## TEXT EXCERPT

====================

By: Bruce Jenkins, Chronicle Staff Writer
AS THEY lean heavily toward a three-man pitching rotation for the postseason, the A’s seem almost giddy over their opening-game options. “Who do you choose?” general manager Billy Beane said this week. “The advantage we have is Hudson, Mulder and Zito — flip a coin.”
On the surface, it’s a can’t-miss deal. Barry Zito is on a Cy Young Award pace, while Tim Hudson and Mark Mulder had phenomenal recent starts against the Mariners and Angels. But when it comes to bringing someone back on three days’ rest for Game 4, there’s only one choice. Zito has been preparing for this since he was 8 years old.
He never did follow the code. Youth-ball coaches told Zito, “Don’t pick up a ball. Then go out and throw with all your might.” He did just the opposite. Under the tutelage of his father, Joe, Barry threw every single day. On the days he pitched in Little League, he’d throw a simulated five innings in his backyard that morning.
“I didn’t know much about baseball,” Joe said recently. “I’m a musician, and in my business, you rehearse. You toe the line, and the results come. So we practiced. We were out throwing in the backyard seven days a week, summer or winter, from when he was 8 until he went to college.”
Like a hidden experiment suddenly thrust upon the world, Barry was perceived as a mad eccentric who surely would see the light eventually. But he met a kindred spirit, Alan Jaeger, during the 1997 season at UC Santa Barbara. Jaeger, who remains Barry’s arm-strengthening coach, is big on mental approach, yoga, stretching exercises, long-tossing — all the things Crazy Barry does on the sidelines today.
“By the time Barry transferred to USC, he could throw 160, 180 pitches and it wouldn’t really have an effect,” says the 38-year-old Jaeger, who now runs professional camps for athletes in all sports. “And the very next day he’d go out and long-toss 350 feet. I’m sort of like (A’s pitching coach) Rick Peterson — I don’t like to see him more than 110 pitches or so. But Barry is unique, in that his arm is built to throw year-round, almost as often as you want.”
Within the confines of a major-league organization, young pitchers find that coaches have their own way of doing things. Some demand a lot of rest and specific off-days for throwing; some like their long-tossing about 120 feet on a line, while Zito prefers a long, high arc. “I knew all of this could be a problem,” Joe said. “When Barry got drafted by the A’s, I told his agent the hell with the money, we can figure that out. I need the conditioning clause. If they say no, we take a walk.”

====================

(Stored records)
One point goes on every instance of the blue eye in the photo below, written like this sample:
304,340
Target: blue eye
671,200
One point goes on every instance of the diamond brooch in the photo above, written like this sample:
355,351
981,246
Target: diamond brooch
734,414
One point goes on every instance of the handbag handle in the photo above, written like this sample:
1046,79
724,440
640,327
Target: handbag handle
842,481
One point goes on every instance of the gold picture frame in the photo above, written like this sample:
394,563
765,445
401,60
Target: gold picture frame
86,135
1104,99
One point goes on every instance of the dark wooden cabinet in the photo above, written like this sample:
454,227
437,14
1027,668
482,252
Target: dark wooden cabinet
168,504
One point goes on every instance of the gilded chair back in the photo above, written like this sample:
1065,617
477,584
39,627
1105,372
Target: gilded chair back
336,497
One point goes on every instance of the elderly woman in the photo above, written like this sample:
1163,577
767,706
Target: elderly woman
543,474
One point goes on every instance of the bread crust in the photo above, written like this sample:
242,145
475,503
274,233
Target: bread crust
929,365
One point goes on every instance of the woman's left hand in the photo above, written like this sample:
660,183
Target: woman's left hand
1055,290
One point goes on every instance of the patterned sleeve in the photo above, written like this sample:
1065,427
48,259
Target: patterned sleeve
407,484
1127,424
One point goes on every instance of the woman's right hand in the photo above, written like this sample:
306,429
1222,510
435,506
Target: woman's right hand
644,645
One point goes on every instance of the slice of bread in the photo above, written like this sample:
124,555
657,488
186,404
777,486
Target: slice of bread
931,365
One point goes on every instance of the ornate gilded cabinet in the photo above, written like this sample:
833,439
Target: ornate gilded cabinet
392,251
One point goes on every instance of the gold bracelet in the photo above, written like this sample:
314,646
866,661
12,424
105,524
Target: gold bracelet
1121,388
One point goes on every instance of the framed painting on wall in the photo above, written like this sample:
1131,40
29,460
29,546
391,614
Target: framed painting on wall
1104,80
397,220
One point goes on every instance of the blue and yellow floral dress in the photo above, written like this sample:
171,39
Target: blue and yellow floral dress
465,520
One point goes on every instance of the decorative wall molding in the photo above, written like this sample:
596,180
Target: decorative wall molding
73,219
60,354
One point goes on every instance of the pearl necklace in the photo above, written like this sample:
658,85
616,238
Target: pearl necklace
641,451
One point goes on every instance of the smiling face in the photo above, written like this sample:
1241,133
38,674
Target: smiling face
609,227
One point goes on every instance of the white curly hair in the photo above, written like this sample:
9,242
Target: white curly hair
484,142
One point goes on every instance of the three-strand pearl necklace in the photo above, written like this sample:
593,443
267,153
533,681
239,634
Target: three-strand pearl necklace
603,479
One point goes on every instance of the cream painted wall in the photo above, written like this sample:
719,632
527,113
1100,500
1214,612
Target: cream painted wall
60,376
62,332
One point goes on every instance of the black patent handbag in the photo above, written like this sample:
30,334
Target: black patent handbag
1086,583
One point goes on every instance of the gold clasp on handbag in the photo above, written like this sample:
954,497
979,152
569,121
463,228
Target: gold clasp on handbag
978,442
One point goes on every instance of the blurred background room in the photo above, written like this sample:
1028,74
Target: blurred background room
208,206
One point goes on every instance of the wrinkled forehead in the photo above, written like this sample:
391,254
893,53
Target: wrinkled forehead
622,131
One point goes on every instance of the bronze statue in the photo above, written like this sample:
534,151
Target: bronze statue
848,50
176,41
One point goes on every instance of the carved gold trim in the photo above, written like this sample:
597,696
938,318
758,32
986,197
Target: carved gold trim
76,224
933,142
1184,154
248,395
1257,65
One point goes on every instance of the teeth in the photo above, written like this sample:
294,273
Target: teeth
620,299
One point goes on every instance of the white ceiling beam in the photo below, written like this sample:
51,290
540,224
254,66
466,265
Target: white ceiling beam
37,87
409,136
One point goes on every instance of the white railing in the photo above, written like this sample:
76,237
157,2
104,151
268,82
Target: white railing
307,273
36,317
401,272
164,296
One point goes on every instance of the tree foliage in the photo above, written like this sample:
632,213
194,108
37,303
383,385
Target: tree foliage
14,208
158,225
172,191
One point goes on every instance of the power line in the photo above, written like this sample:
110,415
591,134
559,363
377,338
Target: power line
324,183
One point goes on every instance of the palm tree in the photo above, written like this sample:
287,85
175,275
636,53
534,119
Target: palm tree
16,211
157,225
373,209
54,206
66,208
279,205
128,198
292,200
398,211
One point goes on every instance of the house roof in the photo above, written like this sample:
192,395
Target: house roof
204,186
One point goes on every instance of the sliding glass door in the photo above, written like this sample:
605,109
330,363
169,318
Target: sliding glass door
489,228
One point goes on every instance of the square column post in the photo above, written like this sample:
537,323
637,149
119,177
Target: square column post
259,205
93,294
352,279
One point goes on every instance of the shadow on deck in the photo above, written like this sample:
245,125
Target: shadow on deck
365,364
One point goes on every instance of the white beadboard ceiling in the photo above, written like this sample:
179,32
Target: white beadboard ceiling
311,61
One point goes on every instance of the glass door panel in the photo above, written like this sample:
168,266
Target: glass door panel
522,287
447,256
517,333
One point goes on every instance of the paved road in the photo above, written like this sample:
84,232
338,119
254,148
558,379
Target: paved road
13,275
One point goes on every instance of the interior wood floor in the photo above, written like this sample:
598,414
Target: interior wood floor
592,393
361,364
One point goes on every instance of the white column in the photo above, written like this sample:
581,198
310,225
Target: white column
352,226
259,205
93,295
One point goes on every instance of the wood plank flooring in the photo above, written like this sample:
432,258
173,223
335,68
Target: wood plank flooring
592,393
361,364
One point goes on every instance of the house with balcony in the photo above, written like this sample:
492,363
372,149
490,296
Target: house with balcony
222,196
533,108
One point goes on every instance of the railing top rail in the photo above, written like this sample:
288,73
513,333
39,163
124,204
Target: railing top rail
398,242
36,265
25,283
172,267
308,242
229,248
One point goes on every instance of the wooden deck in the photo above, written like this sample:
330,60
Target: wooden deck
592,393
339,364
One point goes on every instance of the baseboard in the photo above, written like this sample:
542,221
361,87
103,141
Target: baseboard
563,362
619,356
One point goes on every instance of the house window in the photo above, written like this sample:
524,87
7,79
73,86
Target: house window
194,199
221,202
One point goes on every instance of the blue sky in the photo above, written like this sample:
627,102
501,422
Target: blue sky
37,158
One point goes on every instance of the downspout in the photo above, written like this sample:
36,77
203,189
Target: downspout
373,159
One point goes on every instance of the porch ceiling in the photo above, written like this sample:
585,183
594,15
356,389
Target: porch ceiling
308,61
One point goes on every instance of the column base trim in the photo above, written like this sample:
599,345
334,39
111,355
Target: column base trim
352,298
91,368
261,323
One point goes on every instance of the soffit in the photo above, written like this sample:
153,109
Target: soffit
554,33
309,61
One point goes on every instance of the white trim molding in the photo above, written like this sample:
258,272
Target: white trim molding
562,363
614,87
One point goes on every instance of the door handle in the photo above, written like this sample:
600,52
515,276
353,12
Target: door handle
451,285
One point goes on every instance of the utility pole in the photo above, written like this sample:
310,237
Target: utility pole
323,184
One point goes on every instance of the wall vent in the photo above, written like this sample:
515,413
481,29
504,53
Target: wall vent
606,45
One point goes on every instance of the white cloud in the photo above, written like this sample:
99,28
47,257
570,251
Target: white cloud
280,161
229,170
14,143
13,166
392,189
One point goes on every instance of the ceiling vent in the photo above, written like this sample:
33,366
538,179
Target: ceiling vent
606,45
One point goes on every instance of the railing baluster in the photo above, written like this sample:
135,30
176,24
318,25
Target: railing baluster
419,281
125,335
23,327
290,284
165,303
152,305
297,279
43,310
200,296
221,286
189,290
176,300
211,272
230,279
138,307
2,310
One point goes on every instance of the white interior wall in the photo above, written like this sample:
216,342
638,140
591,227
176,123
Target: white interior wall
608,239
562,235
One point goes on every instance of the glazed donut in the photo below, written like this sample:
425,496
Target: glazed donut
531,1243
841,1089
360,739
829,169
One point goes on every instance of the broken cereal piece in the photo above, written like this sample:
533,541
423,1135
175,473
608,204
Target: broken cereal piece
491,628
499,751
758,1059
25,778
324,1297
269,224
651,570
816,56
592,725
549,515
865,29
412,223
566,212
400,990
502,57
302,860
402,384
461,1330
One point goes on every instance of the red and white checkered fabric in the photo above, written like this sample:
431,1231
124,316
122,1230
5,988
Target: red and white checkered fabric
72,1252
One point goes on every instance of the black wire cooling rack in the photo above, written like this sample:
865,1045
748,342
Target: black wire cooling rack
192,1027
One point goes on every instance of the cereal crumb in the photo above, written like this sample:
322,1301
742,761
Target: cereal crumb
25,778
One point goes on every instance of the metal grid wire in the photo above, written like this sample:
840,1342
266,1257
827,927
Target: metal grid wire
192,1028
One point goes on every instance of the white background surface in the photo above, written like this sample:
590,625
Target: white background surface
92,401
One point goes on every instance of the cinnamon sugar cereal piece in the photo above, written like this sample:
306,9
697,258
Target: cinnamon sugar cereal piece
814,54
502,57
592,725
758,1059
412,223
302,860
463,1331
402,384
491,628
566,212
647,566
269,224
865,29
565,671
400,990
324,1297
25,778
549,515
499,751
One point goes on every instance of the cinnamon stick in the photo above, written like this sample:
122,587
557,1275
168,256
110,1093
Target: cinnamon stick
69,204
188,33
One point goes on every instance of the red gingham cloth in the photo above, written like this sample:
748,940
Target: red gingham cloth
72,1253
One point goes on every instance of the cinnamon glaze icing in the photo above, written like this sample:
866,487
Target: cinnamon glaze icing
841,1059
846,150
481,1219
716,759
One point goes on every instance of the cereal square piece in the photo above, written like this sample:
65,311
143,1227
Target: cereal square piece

====================

## TASKS FOR THIS EXERCISE
1. In the Barry Zito article, who is Barry's arm-strengthening coach?
2. Reproduce the Barry Zito article from "On the surface, it’s" to "8 years old.".

## THE REPLIES
1. Alan Jaeger

2.
On the surface, it’s a can’t-miss deal. Barry Zito is on a Cy Young Award pace, while Tim Hudson and Mark Mulder had phenomenal recent starts against the Mariners and Angels. But when it comes to bringing someone back on three days’ rest for Game 4, there’s only one choice. Zito has been preparing for this since he was 8 years old.